DOCUMENT TEXT:
start

Roger Lonsdale (ed.), Eighteenth-century women poets: an Oxford anthology (Oxford: Oxford University Press, 1990)
(Yep, this one again – includes a nice little bit about Rowe’s life as well as a few more of her poems)

Monday 18 January 2016

'A Night-Piece on Death' - Thomas Parnell


‘How deep yon azure dyes the sky,
Where orbs of gold unnumbered lie,
While through their ranks in silver pride
The nether crescent seems to glide.
The slumb’ring breeze forgets to breathe,
The lake is smooth and clear beneath,
Where once again the spangled show
Descends to meet our eyes below.’
(lines 9-16)
 
A Night-Piece on Death
Thomas Parnell (1679-1718)
(published 1722)
 
Surely the eighteenth century was the great age for poetic descriptions of landscape: in just a few lines Thomas Parnell captures his reader and takes them out by the hand to wander through a cool, still night.  This is not a long poem, but it has a lot to say.  It also has a lot of really splendid images: when he begins by describing ‘the blue taper’s trembling light’ (line 1), for example, we can instantly see inside his cosy little study, and see the frail quiver of the candle flame.  Parnell writes that ‘No more I waste the wakeful night’ (line 2), and he doesn’t waste words either.

end

MATERIAL PROVIDED:

start

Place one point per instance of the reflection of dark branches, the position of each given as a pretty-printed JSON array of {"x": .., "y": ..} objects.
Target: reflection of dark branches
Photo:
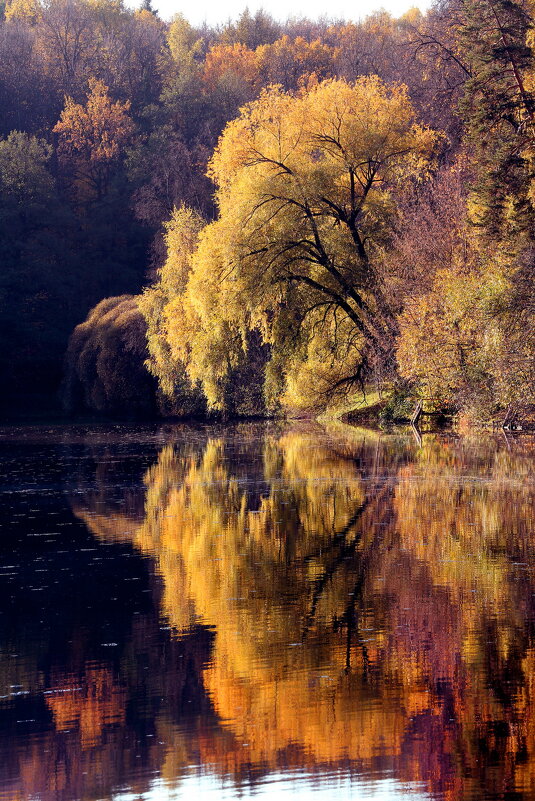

end

TASK A: According to the passage on Thomas Parnell's poem, in what year was "A Night-Piece on Death" published?
TASK B: Reproduce the passage on Thomas Parnell's poem word for word from "Roger Lonsdale (ed.), Eighteenth-century" to "of her poems)".

CORRECT RESPONSE A: 1722

CORRECT RESPONSE B:
Roger Lonsdale (ed.), Eighteenth-century women poets: an Oxford anthology (Oxford: Oxford University Press, 1990)
(Yep, this one again – includes a nice little bit about Rowe’s life as well as a few more of her poems)